_Action item_
Give back the full data, unchanged and complete.

_Supplied material_
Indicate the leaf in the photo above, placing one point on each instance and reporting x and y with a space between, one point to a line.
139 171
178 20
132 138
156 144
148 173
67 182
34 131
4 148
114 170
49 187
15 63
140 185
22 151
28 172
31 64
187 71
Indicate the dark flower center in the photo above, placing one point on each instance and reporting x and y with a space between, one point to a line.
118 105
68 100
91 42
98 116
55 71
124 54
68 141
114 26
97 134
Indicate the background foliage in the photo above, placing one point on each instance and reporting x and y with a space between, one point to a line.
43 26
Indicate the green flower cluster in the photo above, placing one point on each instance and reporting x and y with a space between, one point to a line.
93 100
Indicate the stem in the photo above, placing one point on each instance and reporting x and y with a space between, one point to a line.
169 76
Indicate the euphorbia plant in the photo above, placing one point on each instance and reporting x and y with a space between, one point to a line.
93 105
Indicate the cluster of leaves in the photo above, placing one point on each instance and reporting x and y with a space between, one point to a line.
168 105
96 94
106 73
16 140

_Completed task_
Indicate the leaf in the photo above, placing one point on each instance and reporting x and y with a space between, one point to a line.
139 171
178 20
132 138
156 144
148 173
67 182
34 131
4 148
114 170
49 187
15 63
140 185
22 151
28 172
31 64
187 71
Indicate the dark flower center in the photo above, placing one point on each instance and reporting x and y with a space between, one point to a line.
118 105
68 100
91 42
98 116
55 71
124 54
68 141
114 26
97 134
Indicate the background foliage in the photo above, placing one point on each instance and reporting x and y with a space between, one point to a line.
43 26
Indicate the green flower cluster in the photo above, placing one point on each instance and reporting x and y with a space between, one point to a line.
93 100
Indicate the stem in the photo above, placing one point on each instance and reporting x and y with a space between, one point to a line.
169 76
Indicate the euphorbia plant in the photo above, placing one point on each instance and reporting x and y with a space between, one point to a line.
93 105
Indicate the cluster of leaves in the photo above, placing one point on each instance and reporting x and y with a space between, one point to a line.
168 105
96 94
106 73
16 140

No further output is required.